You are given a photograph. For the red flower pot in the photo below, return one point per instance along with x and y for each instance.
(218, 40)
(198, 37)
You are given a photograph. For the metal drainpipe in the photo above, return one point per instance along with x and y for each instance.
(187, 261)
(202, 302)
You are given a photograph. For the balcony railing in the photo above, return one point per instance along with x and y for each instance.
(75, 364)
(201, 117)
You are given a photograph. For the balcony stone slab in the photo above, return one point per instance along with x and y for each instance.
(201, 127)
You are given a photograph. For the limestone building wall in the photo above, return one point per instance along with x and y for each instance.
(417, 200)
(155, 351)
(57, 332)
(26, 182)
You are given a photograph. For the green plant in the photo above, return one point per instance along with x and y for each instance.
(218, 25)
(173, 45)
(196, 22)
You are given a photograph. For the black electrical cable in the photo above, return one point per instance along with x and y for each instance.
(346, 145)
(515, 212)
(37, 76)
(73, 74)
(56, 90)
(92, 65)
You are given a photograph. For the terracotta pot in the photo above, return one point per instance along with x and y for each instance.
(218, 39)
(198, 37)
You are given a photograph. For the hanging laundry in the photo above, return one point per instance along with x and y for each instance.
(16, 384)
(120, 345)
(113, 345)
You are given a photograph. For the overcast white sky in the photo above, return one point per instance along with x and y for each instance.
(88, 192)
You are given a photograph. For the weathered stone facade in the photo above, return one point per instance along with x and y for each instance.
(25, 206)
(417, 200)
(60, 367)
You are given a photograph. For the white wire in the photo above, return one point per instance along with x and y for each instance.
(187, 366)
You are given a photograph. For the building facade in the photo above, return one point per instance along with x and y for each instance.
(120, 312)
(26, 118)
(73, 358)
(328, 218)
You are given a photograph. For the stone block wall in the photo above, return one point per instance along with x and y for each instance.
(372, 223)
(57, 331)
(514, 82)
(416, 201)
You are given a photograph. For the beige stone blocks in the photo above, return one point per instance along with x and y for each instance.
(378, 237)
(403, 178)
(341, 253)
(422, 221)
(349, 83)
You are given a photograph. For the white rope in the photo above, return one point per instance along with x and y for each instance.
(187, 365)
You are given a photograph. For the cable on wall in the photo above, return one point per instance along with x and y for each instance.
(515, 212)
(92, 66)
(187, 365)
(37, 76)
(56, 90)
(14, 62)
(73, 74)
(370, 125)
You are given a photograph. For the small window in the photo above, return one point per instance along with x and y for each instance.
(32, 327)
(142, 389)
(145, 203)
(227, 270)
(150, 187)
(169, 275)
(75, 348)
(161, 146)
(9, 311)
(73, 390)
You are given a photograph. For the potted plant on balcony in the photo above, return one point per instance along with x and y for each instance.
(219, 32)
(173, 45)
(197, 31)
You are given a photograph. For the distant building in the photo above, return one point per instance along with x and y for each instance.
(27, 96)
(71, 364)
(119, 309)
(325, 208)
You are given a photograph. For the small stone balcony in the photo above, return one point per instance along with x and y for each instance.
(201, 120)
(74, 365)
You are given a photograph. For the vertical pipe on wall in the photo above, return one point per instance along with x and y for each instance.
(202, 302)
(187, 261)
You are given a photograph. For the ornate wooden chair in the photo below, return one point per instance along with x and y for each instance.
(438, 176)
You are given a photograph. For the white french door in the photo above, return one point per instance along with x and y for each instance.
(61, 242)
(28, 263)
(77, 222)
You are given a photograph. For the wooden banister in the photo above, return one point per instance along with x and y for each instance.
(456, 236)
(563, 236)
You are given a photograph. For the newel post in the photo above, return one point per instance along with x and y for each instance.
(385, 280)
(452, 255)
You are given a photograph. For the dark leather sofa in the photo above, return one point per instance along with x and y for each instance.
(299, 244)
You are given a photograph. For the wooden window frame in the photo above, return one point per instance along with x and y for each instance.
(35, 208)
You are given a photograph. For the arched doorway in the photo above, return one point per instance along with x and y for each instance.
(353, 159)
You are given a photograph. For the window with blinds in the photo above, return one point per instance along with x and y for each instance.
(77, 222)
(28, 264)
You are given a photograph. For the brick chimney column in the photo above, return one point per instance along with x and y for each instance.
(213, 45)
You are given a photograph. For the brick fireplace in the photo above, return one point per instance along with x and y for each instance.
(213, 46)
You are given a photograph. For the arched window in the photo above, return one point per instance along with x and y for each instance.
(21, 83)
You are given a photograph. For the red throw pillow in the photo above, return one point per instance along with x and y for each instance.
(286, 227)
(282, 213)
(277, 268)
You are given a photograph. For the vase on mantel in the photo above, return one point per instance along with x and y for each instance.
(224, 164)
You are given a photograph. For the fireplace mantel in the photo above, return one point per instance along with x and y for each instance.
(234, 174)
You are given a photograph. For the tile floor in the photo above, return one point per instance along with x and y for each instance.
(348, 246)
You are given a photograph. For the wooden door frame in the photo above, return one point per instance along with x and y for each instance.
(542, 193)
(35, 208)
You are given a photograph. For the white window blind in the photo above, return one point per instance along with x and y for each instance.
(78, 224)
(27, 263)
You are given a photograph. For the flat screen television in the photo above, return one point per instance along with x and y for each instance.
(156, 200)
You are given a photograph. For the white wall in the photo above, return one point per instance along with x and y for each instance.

▶ WHAT YOU HAVE TO DO
The answer must be the line containing "You are given a photograph. For the white window" and every line after it to the end of the data, exactly as written.

▶ ANSWER TO THIS TASK
You are given a photograph. For the white window blind in the photo above, return one point per instance along with x and y for each instance.
(78, 224)
(27, 263)
You are given a photograph. For the flat screen television in the photo above, return one point per instance along with x and y for each instance.
(156, 200)
You are given a photograph. For the white wall in the photo above, return one point per instance along with x and y for each instance.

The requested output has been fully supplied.